Pouvez-vous résumer en deux phrases l'extrait sur la communication STI ?

EXTRAIT À LIRE:
━━━━━━━━━━━━━━━━
Maintenant, il reste à remplir ces objectifs prioritaires.
Cette nécessité de faire circuler et
d'animer les informations STI aboutit à la mise en place de
multiples produits, structures et actions, comme des groupes de
travail, des expositions, des publications, des journées
d'animation et autres actions de formation qui sont programmées
par de nombreuses structures plus ou moins spécialisées.
Les professionnels qui les mettent en oeuvre
sont d'origines très diverses. Selon les corporations auxquelles
ils se rattachent, ils qualifient leurs activités de manière
différentes : vulgarisation, communication, action culturelle,
animation, formation ... mais ils sont pratiquement toujours
confrontés aux mêmes types de difficultés.
LES DIFFICULTES DE LA
COMMUNICATION STI
Les communications STI dans notre contexte
social et technique sont perturbées par des difficultés de
trois origines.
━━━━━━━━━━━━━━━━
EXTRAITS D'ITEMS:
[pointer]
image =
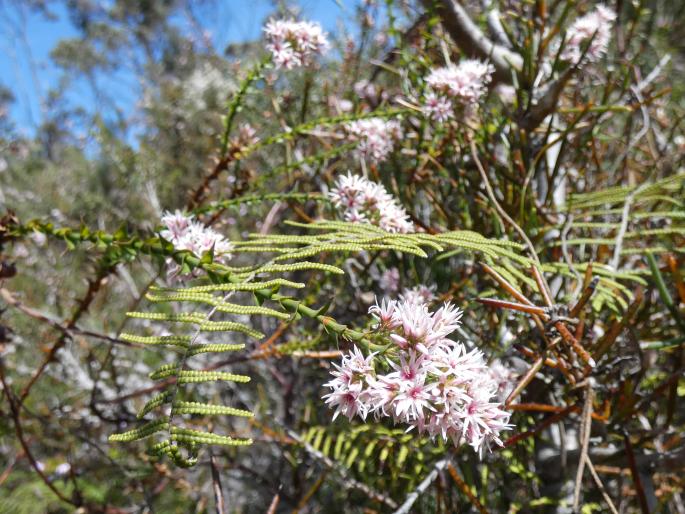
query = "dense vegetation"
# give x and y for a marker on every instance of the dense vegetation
(429, 262)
━━━━━━━━━━━━━━━━
CORRIGÉ:
Pour faire circuler et animer les informations STI, de nombreuses structures plus ou moins spécialisées mettent en place des produits, structures et actions variés, comme des groupes de travail, des expositions, des publications, des journées d'animation ou des actions de formation. Les professionnels qui les mettent en œuvre sont d'origines très diverses et qualifient leurs activités de manières différentes, mais ils affrontent presque toujours les mêmes types de difficultés, qui proviennent de trois origines.